> _Text passage_:
A formula computes the limit cycle of degenerating subvarieties inside tropical compactifications as a tropical intersection cycle.

A machine-rendered reading of the paper's core claim, the machinery that carries it, and where it could break.

This paper gives an explicit formula that converts the algebraic limit of a one-parameter family of subvarieties in a tropical compactification into a sum of tropical intersection products. The result extends earlier formulas that worked only for toric varieties or simpler embeddings. The authors apply the formula to the moduli space of stable rational curves with n marked points. They first describe how the Kapranov maps tropicalize with respect to a suitable torus, then introduce a new notion of tropical psi-hypersurfaces in genus zero. These objects let them compute the limiting intersections of psi-classes via a combinatorial firework algorithm.

Core claim

The central claim is a degeneration formula that expresses the limit cycle of a 1-parameter family of subvarieties of a tropical compactification in terms of tropical intersections. This generalizes results of Dickenstein-Feichtner-Sturmfels and Katz. When specialized to the moduli space of stable marked rational curves, the formula produces a method for computing limits of intersections of psi-classes by using newly defined tropical psi-hypersurfaces obtained from the tropicalization of the Kapranov maps, together with an explicit firework algorithm that performs the intersection computation.

What carries the argument

The degeneration formula for limit cycles, which reduces the algebraic limit to a sum of tropical intersection products on the tropical compactification.

If this is right

  • The limit cycle of any such family is determined combinatorially from the tropical data of the family and the ambient compactification.
  • Intersections of psi-classes on the moduli space of rational curves can be computed by intersecting the corresponding tropical psi-hypersurfaces and applying the degeneration formula.
  • The new tropical psi-hypersurfaces differ from earlier definitions and provide an independent combinatorial model for psi-classes in genus zero.

> _Stated goal_:
Transcribe the part of the tropical compactification summary that starts with the words containing "The degeneration formula for" and ends with "psi-classes in genus zero.", keeping every word unchanged.

> _Extracted records_:
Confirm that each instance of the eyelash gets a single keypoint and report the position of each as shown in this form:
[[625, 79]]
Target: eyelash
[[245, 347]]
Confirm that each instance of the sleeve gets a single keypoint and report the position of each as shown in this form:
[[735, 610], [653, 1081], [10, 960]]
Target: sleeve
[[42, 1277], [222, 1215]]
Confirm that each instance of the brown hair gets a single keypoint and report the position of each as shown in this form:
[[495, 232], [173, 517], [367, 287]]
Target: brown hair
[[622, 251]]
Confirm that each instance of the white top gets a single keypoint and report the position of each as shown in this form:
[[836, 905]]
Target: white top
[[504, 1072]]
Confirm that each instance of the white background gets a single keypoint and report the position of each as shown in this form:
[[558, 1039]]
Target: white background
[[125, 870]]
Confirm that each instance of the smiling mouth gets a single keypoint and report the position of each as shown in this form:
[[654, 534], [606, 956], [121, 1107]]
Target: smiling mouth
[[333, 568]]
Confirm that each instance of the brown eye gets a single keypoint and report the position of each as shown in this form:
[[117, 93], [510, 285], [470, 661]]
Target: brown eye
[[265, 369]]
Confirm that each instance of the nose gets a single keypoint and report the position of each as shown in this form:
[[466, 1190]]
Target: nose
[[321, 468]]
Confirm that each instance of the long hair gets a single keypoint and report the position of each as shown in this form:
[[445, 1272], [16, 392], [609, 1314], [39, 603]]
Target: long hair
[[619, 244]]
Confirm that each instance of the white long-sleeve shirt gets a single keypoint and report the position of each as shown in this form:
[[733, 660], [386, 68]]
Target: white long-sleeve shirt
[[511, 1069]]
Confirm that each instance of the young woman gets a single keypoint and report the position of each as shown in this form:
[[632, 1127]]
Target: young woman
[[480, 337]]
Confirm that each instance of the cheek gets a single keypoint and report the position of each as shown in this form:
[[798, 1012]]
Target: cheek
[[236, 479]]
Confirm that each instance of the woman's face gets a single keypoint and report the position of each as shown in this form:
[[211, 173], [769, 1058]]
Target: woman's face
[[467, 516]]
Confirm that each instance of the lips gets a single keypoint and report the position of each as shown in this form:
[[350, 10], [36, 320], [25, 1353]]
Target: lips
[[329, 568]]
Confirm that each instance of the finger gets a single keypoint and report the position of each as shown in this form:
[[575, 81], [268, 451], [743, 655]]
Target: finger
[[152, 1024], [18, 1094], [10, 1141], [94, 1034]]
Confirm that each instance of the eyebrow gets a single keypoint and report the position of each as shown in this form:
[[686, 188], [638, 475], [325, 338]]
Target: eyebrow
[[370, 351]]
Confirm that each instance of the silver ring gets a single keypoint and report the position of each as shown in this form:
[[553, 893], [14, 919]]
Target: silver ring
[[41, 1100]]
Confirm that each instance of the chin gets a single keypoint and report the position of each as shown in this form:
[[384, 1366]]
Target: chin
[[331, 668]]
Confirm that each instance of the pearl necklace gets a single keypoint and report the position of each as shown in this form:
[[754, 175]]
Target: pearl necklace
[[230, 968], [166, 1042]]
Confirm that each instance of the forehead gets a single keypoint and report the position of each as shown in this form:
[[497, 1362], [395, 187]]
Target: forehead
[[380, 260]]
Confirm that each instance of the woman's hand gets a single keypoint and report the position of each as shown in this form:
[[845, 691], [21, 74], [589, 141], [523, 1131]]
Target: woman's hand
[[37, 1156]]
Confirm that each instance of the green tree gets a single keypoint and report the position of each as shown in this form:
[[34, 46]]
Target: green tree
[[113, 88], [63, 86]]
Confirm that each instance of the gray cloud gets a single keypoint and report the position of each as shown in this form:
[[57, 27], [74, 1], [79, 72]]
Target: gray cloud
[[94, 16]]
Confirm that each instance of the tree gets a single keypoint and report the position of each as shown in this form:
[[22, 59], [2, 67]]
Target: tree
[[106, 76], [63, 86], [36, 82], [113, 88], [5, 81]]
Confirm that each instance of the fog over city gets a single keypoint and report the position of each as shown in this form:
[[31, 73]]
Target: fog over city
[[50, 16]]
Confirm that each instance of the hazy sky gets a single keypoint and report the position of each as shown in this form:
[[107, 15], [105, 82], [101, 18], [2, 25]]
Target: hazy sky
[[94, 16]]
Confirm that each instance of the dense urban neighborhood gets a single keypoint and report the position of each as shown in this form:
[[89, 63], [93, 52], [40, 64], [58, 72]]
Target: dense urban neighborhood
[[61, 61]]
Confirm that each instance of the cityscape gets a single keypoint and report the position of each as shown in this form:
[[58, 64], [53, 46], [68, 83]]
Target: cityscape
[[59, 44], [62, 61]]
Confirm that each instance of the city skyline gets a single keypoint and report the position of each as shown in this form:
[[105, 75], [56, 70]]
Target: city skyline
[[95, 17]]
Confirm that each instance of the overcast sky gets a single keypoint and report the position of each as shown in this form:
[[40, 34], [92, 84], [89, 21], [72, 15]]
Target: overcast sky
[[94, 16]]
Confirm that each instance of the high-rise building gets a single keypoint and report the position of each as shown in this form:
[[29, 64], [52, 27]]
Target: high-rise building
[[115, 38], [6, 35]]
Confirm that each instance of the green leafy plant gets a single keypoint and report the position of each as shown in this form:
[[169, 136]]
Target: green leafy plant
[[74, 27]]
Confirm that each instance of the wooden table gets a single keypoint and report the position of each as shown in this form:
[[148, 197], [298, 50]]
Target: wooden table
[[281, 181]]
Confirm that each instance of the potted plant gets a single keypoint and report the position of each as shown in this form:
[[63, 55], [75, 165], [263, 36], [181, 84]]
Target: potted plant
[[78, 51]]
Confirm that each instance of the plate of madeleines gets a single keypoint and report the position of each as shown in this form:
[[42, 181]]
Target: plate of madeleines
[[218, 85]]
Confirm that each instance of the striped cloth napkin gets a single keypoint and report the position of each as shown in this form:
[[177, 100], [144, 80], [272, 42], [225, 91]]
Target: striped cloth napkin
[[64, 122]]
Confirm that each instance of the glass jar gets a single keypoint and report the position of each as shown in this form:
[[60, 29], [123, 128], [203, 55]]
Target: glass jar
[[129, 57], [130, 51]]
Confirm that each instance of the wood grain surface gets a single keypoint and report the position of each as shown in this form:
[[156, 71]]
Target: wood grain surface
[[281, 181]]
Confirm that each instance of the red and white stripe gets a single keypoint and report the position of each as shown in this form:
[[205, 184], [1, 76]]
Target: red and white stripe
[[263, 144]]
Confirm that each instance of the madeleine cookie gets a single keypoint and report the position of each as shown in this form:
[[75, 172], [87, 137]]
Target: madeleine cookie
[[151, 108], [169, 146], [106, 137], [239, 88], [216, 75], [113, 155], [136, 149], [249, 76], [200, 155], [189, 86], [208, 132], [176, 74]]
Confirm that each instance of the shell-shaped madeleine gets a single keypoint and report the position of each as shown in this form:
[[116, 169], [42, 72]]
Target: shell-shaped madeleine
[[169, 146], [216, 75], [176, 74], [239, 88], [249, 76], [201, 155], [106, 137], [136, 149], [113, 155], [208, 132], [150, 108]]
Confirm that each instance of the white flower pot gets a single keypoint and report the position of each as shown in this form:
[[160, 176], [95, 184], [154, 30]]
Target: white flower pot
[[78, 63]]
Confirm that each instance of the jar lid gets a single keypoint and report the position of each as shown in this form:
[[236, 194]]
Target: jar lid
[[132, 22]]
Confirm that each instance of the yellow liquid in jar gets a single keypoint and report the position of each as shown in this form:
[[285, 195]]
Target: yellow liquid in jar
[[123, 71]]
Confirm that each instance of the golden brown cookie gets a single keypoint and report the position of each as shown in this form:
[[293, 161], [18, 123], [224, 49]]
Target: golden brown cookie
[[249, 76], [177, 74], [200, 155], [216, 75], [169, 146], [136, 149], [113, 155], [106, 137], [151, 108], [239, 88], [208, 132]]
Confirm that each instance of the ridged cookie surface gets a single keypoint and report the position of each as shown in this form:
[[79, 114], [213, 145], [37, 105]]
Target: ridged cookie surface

> _Written answer_:
The degeneration formula for limit cycles, which reduces the algebraic limit to a sum of tropical intersection products on the tropical compactification.

If this is right

  • The limit cycle of any such family is determined combinatorially from the tropical data of the family and the ambient compactification.
  • Intersections of psi-classes on the moduli space of rational curves can be computed by intersecting the corresponding tropical psi-hypersurfaces and applying the degeneration formula.
  • The new tropical psi-hypersurfaces differ from earlier definitions and provide an independent combinatorial model for psi-classes in genus zero.